▶ WORK TO COMPLETE
1. According to the Party 7 article, who composed the film's music?
2. Carry on the Party 7 article from the point where it stops.

▶ PASSAGE
++++++++

- Official promotional poster
- Directed by: Katsuhito Ishii
- Written by: Katsuhito Ishii
- Produced by: Hilo Iizumi; Shunsuke Koga; Kazuto Takida;
- Starring: Masatoshi Nagase; Keisuke Horibe; Akemi Kobayashi; Yoshinori Okada; Yoshio Harada; Tadanobu Asano; Tatsuya Gasyuin;
- Cinematography: Hiroshi Machida
- Edited by: Yumiko Doi
- Music by: James Shimoji
- Production companies: Intrinsic; Tohokushinsha Film Corporation;
- Distributed by: Synapse Films; Third Window Films; Tohokushinsha Film Corporation;
- Release dates: September 27, 2000 (Filmfest Hamburg); October 15, 2000 (Raindance); November 4, 2000 (HIFF); November 14, 2000 (Stockholm International Film Festival);
- Running time: 104 minutes
- Country: Japan
- Language: Japanese

= Party 7 =

Party 7 is a 2000 Japanese surreal comedy film written and directed by Katsuhito Ishii. The film features an ensemble cast including Masatoshi Nagase, Keisuke Horibe, Akemi Kobayashi, Yoshinori Okada, Yoshio Harada, Tadanobu Asano, and Tatsuya Gasyuin. The film follows two voyeurs who watch a Japanese gangster and his bizarre guests in a hotel room.

++++++++

[Segmentation dataset excerpts]
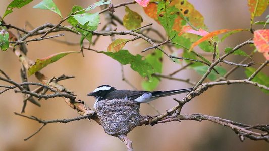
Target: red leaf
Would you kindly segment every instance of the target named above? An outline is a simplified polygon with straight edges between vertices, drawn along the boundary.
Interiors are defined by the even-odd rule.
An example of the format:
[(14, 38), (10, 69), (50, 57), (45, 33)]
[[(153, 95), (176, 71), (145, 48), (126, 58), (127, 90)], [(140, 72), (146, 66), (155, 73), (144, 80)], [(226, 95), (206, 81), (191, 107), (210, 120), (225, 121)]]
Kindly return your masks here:
[(258, 51), (263, 53), (265, 58), (269, 60), (269, 29), (255, 31), (253, 40)]
[(141, 23), (143, 22), (142, 17), (138, 13), (131, 10), (128, 7), (125, 8), (125, 11), (128, 13), (123, 17), (123, 22), (124, 27), (128, 30), (133, 30), (140, 27)]
[(190, 51), (192, 49), (192, 48), (193, 48), (193, 47), (194, 47), (195, 46), (218, 35), (219, 35), (220, 34), (222, 34), (223, 33), (225, 33), (227, 32), (230, 32), (230, 31), (235, 31), (235, 30), (241, 30), (242, 29), (234, 29), (234, 30), (222, 29), (222, 30), (216, 30), (215, 31), (213, 31), (210, 33), (210, 34), (206, 35), (205, 36), (203, 37), (203, 38), (199, 39), (197, 41), (195, 42), (194, 44), (193, 44), (192, 45), (191, 45), (191, 48), (189, 50), (189, 51)]
[[(146, 8), (143, 8), (145, 13), (150, 17), (154, 20), (158, 21), (158, 16), (157, 12), (158, 10), (158, 5), (156, 3), (149, 3)], [(159, 21), (158, 22), (159, 24)]]
[(135, 1), (142, 7), (145, 8), (147, 6), (150, 0), (135, 0)]
[[(257, 1), (259, 1), (257, 3)], [(248, 9), (251, 13), (251, 20), (255, 16), (261, 16), (266, 10), (267, 7), (269, 5), (269, 1), (267, 0), (248, 0)], [(256, 6), (257, 7), (256, 7)]]
[(36, 59), (35, 64), (31, 66), (28, 70), (27, 73), (28, 76), (35, 73), (43, 68), (46, 67), (48, 64), (58, 60), (61, 58), (71, 53), (79, 53), (80, 52), (77, 51), (63, 52), (52, 54), (44, 58)]
[(180, 36), (184, 33), (192, 33), (195, 35), (198, 35), (202, 36), (205, 36), (206, 35), (208, 34), (209, 33), (206, 31), (205, 30), (200, 29), (199, 30), (195, 30), (190, 26), (183, 26), (181, 28), (181, 31), (180, 33), (178, 34), (178, 35)]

++++++++

▶ ANSWERS TO EACH TASK
1. James Shimoji

2.
Party 7 premiered at Filmfest Hamburg on September 27, 2000.

== Synopsis ==
Seeking refuge from members of his gang, Miki flees to a secluded hotel in New Mexico. However, people from his past begin to show up at his door bringing trouble with them. The hotel owner, only going by the alias Captain Banana, watches them through a hidden room alongside his new nephew Okita, a renowned peeping tom.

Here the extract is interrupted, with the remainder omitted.